══ RECORDS FOR THIS TASK ══

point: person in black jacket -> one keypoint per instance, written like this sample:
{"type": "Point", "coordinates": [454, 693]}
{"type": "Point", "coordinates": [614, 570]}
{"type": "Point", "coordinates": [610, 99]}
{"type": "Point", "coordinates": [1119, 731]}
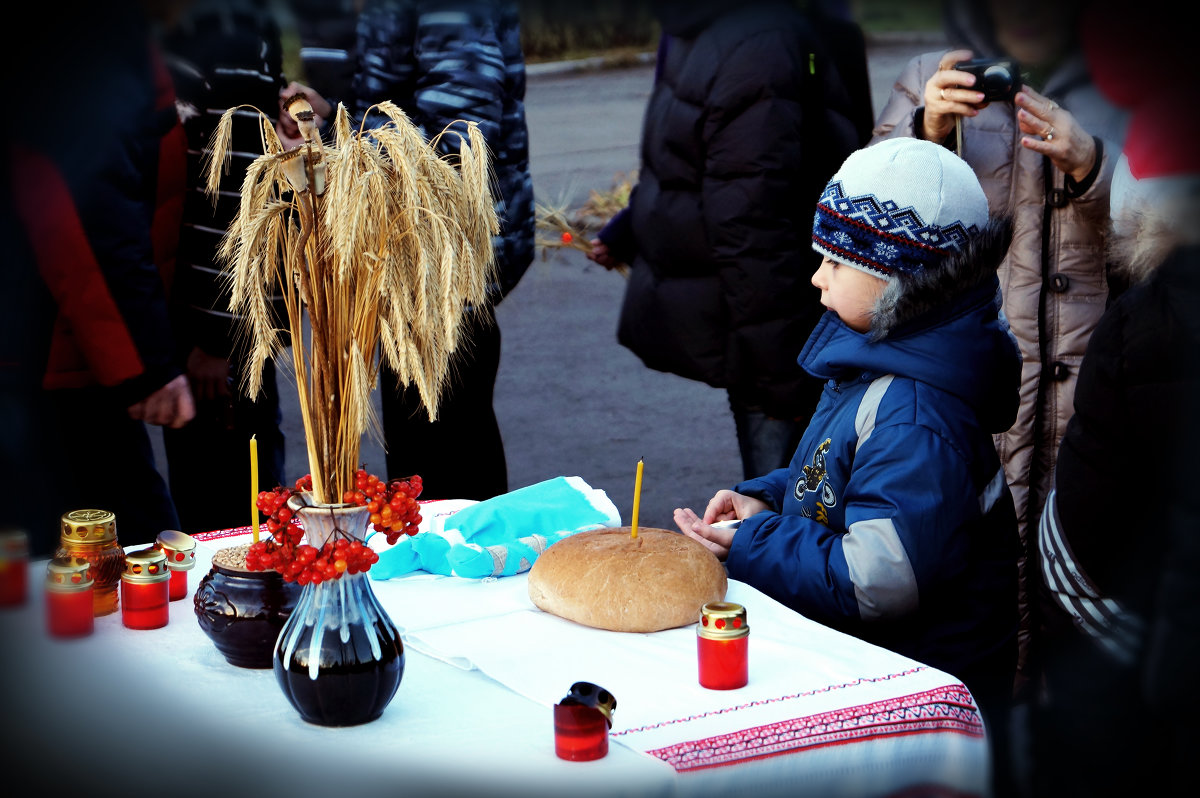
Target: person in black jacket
{"type": "Point", "coordinates": [748, 120]}
{"type": "Point", "coordinates": [447, 63]}
{"type": "Point", "coordinates": [91, 360]}
{"type": "Point", "coordinates": [221, 53]}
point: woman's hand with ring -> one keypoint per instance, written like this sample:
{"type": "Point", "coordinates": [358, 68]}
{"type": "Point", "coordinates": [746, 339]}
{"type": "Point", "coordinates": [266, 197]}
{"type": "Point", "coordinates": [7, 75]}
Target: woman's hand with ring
{"type": "Point", "coordinates": [1054, 132]}
{"type": "Point", "coordinates": [948, 95]}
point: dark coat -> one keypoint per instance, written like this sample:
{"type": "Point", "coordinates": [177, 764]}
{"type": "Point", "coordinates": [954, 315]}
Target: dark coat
{"type": "Point", "coordinates": [449, 60]}
{"type": "Point", "coordinates": [747, 123]}
{"type": "Point", "coordinates": [220, 55]}
{"type": "Point", "coordinates": [1125, 511]}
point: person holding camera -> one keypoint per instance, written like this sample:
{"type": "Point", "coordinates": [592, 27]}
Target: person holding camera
{"type": "Point", "coordinates": [1024, 113]}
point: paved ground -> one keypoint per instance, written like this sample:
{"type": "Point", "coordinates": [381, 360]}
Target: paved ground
{"type": "Point", "coordinates": [570, 400]}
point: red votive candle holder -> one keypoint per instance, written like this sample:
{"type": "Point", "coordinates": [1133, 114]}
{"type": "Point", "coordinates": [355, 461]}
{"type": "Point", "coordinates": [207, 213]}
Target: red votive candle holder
{"type": "Point", "coordinates": [13, 568]}
{"type": "Point", "coordinates": [145, 589]}
{"type": "Point", "coordinates": [69, 597]}
{"type": "Point", "coordinates": [581, 733]}
{"type": "Point", "coordinates": [723, 639]}
{"type": "Point", "coordinates": [581, 723]}
{"type": "Point", "coordinates": [180, 551]}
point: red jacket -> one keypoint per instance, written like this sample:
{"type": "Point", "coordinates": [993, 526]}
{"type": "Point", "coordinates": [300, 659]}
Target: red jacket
{"type": "Point", "coordinates": [103, 235]}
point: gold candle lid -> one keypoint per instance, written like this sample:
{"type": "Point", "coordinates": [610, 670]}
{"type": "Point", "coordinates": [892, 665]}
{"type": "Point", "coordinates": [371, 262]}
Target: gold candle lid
{"type": "Point", "coordinates": [145, 567]}
{"type": "Point", "coordinates": [69, 575]}
{"type": "Point", "coordinates": [723, 621]}
{"type": "Point", "coordinates": [179, 547]}
{"type": "Point", "coordinates": [91, 527]}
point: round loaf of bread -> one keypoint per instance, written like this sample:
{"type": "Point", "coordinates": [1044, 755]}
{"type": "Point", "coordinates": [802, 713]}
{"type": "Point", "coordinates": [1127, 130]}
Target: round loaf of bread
{"type": "Point", "coordinates": [610, 580]}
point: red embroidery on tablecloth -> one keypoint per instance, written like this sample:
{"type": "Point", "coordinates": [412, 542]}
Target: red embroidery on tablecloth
{"type": "Point", "coordinates": [942, 709]}
{"type": "Point", "coordinates": [761, 702]}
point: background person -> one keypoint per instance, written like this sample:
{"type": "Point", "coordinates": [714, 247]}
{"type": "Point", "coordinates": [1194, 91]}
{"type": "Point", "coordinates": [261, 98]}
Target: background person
{"type": "Point", "coordinates": [747, 120]}
{"type": "Point", "coordinates": [1045, 160]}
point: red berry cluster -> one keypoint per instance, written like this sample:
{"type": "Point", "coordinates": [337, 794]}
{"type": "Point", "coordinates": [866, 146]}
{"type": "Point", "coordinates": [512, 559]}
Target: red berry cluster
{"type": "Point", "coordinates": [393, 505]}
{"type": "Point", "coordinates": [394, 511]}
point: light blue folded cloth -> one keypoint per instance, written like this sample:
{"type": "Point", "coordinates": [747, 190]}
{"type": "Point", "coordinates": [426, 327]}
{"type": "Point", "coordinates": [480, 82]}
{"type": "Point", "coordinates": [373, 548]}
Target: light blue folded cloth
{"type": "Point", "coordinates": [502, 535]}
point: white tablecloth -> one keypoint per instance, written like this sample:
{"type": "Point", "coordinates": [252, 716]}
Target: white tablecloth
{"type": "Point", "coordinates": [823, 714]}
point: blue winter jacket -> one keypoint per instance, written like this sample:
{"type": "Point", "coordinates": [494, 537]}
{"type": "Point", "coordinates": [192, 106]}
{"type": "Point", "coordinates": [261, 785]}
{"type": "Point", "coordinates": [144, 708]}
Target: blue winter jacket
{"type": "Point", "coordinates": [893, 521]}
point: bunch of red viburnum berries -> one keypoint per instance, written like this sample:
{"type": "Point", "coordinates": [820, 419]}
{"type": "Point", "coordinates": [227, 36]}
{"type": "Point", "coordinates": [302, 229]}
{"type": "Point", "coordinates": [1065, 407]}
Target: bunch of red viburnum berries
{"type": "Point", "coordinates": [394, 511]}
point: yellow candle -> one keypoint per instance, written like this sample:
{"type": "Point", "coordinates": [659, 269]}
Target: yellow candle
{"type": "Point", "coordinates": [253, 486]}
{"type": "Point", "coordinates": [637, 497]}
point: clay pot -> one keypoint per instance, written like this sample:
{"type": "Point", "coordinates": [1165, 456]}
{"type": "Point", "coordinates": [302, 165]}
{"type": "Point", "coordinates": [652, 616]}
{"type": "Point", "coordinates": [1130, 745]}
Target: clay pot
{"type": "Point", "coordinates": [243, 611]}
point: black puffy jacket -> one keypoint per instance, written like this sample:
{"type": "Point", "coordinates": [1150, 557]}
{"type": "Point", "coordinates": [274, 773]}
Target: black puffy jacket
{"type": "Point", "coordinates": [747, 123]}
{"type": "Point", "coordinates": [447, 61]}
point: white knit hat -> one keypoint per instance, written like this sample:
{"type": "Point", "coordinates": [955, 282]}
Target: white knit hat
{"type": "Point", "coordinates": [899, 205]}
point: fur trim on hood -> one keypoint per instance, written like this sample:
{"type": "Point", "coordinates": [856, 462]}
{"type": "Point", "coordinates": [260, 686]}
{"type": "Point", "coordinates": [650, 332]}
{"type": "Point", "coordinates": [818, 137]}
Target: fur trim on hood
{"type": "Point", "coordinates": [907, 297]}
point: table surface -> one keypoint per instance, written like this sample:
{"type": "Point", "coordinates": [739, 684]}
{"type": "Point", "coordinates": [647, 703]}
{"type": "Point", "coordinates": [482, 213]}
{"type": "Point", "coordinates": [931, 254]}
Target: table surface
{"type": "Point", "coordinates": [139, 712]}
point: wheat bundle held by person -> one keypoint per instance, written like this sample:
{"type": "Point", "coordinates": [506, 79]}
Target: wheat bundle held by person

═══

[WHAT YOU NEED TO DO]
Nothing outside the span should appear: transcribe the lines from the one containing "point: table surface" through the last line of the records.

[TASK SOLUTION]
point: table surface -> one keypoint per instance, written like this sample:
{"type": "Point", "coordinates": [739, 684]}
{"type": "Point", "coordinates": [647, 703]}
{"type": "Point", "coordinates": [482, 213]}
{"type": "Point", "coordinates": [931, 254]}
Target: table surface
{"type": "Point", "coordinates": [139, 712]}
point: wheat bundle held by person -> one keypoint per instance, written like this sample:
{"type": "Point", "coordinates": [506, 79]}
Target: wheat bundle held by person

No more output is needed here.